*Given text*:
==================================================
How valuable are certifications?

(This essay appeared in our latest SQLskills Insider newsletter over the weekend and generated such a lot of discussion that I thought I’d share it with all of you who just read my blog. I’ve added a few points at the end too.)

There’s constant debate in the SQL Server community about whether the current certifications are worthwhile. Until recently, if you’d asked me, my opinion was that apart from the MCM certification, most SQL Server certifications were a waste of time and money.

This has understandably annoyed some people as many employers require certain certifications, and people like to get certifications to prove to themselves that they’re capable. I’m not saying your certification is worthless – but that its worth to anyone but you has been diluted through the actions of others. You know whether you have the real-deal skills or not, but how do others?

Why have I held this somewhat controversial view? It’s because over the last few years there’s been a sad proliferation of ways to allow someone to pass these certifications without the required knowledge and experience.

And don’t get me wrong – this isn’t a rant against Microsoft. It’s a rant against those whose actions have led to the detraction of the integrity of the existing certifications – those who want a short-cut to a certification and those who provide them.

For example, for most of the Microsoft SQL Server certifications, you’ve been able to:

  1. Attend a 3-5 day ‘boot camp’ that crams enough knowledge down your throat so you pass the exam at the end of the week
  2. Buy a book that gives you all the knowledge you need to *pass the exam*
  3. Buy a brain-dump from someone who’s memorized the exam
  4. (Allegedly, in some countries) Pay someone else to take the exam on your behalf

Note: I’m not implying that someone who does #1 or #2 is also going to do #3 or #4, just that this is the list of what someone can do to help pass the exam.

I cannot fathom how someone can live with themselves after doing #3 or #4 above – blatantly cheating to achieve a certification is despicable.

#1 and #2 aren’t that much better in my opinion. The point of a certification is that it certifies that you have a certain level of knowledge and experience in a subject. Reading a book or having knowledge drummed into you isn’t experience – it’s just book learning. Many prep guide books have given you the knowledge needed to pass the exam, not the complete set of knowledge implied by the certification – same for the boot camps. However, picking up a book to fill a few gaps in knowledge is acceptable, just not getting the book as the only source of knowledge for passing the exam.

This state of affairs has not been limited to the SQL Server certifications, and has not been limited to Microsoft at all – it’s been all pervasive through the certification industry, from what I can tell.

There’s also been the perception that in many of the non-MCM SQL Server certifications, some of the questions have incorrect answers and that some of the questions try to steer you towards picking the new features as the answer. I’ve heard this from many people who’ve taken certification exams.
==================================================
*Data provided*:
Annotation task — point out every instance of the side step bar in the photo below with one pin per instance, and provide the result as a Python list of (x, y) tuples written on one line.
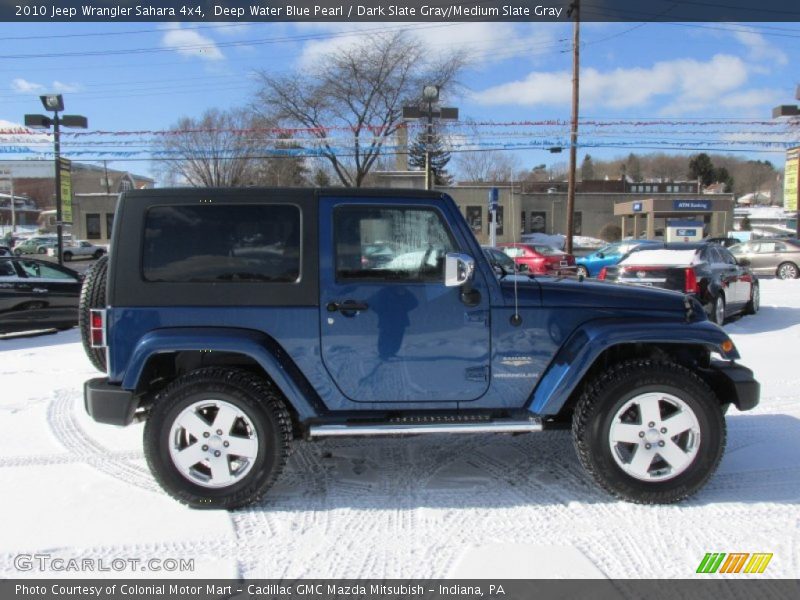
[(505, 426)]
==================================================
*Description of the task*: Reproduce verbatim the passage of the essay on certifications starting at "#1 and #2 aren’t" and ending at "I can tell.". You won't need the material for this.

*Solved exercise*:
#1 and #2 aren’t that much better in my opinion. The point of a certification is that it certifies that you have a certain level of knowledge and experience in a subject. Reading a book or having knowledge drummed into you isn’t experience – it’s just book learning. Many prep guide books have given you the knowledge needed to pass the exam, not the complete set of knowledge implied by the certification – same for the boot camps. However, picking up a book to fill a few gaps in knowledge is acceptable, just not getting the book as the only source of knowledge for passing the exam.

This state of affairs has not been limited to the SQL Server certifications, and has not been limited to Microsoft at all – it’s been all pervasive through the certification industry, from what I can tell.